Entries for pointing at labeled objects:
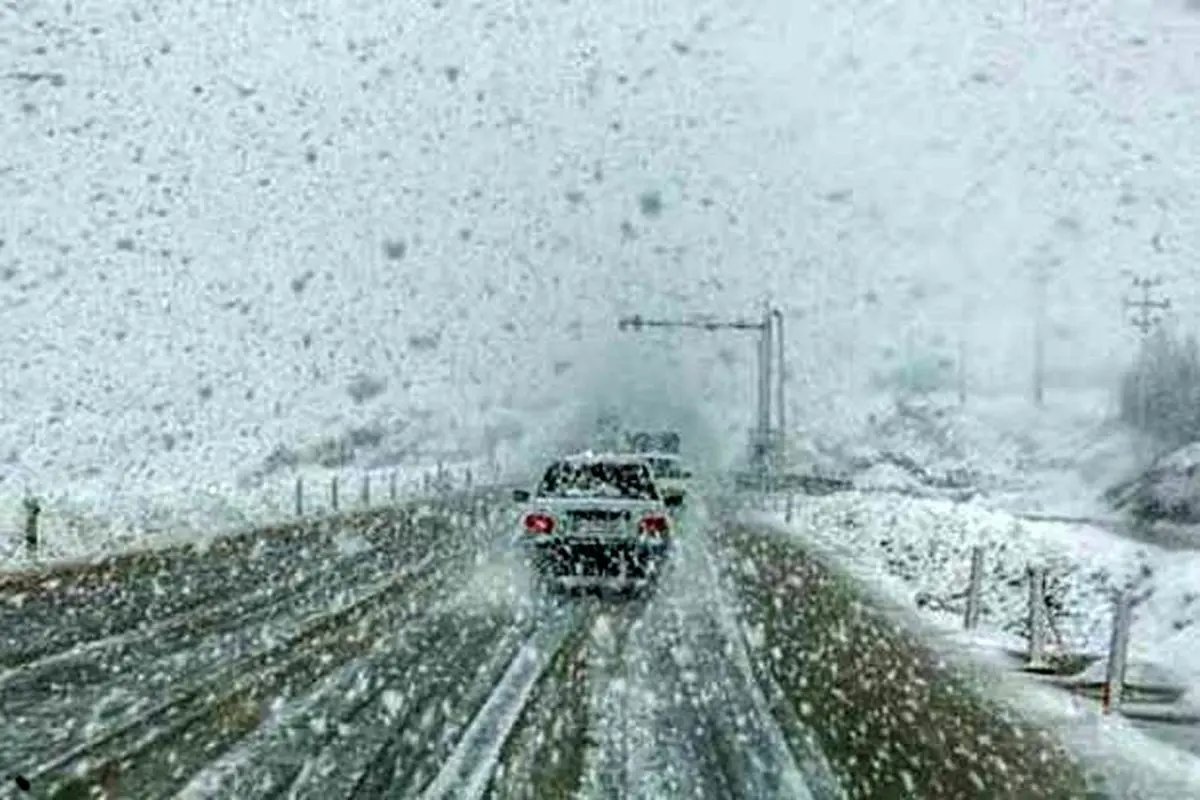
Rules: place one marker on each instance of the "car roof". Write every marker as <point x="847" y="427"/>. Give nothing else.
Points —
<point x="604" y="457"/>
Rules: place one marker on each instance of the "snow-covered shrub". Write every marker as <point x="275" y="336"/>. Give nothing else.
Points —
<point x="922" y="374"/>
<point x="1169" y="366"/>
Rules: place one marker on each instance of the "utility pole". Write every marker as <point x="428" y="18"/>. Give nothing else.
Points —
<point x="769" y="328"/>
<point x="1041" y="278"/>
<point x="780" y="383"/>
<point x="1147" y="314"/>
<point x="964" y="320"/>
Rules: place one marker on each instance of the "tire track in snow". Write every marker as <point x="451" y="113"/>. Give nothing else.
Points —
<point x="675" y="701"/>
<point x="468" y="770"/>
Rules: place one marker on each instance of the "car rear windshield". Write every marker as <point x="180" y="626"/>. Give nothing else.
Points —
<point x="598" y="480"/>
<point x="666" y="468"/>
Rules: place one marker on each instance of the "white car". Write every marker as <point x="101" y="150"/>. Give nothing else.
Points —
<point x="670" y="474"/>
<point x="595" y="518"/>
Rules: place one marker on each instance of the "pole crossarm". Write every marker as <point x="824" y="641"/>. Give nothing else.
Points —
<point x="1145" y="318"/>
<point x="639" y="323"/>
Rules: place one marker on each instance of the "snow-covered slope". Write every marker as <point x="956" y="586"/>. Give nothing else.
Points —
<point x="232" y="228"/>
<point x="921" y="549"/>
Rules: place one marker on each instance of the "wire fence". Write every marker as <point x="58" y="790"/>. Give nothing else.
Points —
<point x="37" y="529"/>
<point x="1047" y="654"/>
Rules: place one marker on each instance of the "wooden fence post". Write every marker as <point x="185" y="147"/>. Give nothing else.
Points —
<point x="1038" y="617"/>
<point x="1119" y="651"/>
<point x="33" y="509"/>
<point x="975" y="589"/>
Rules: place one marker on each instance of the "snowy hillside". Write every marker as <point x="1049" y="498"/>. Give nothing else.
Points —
<point x="241" y="230"/>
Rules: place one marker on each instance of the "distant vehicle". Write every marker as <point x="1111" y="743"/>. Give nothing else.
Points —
<point x="646" y="441"/>
<point x="597" y="519"/>
<point x="670" y="475"/>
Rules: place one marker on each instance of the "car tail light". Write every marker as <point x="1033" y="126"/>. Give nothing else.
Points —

Task prompt:
Count the lines above that contain the string "pole", treating uppercase and lowercase letters as different. Reply with the number only.

Finished exercise:
2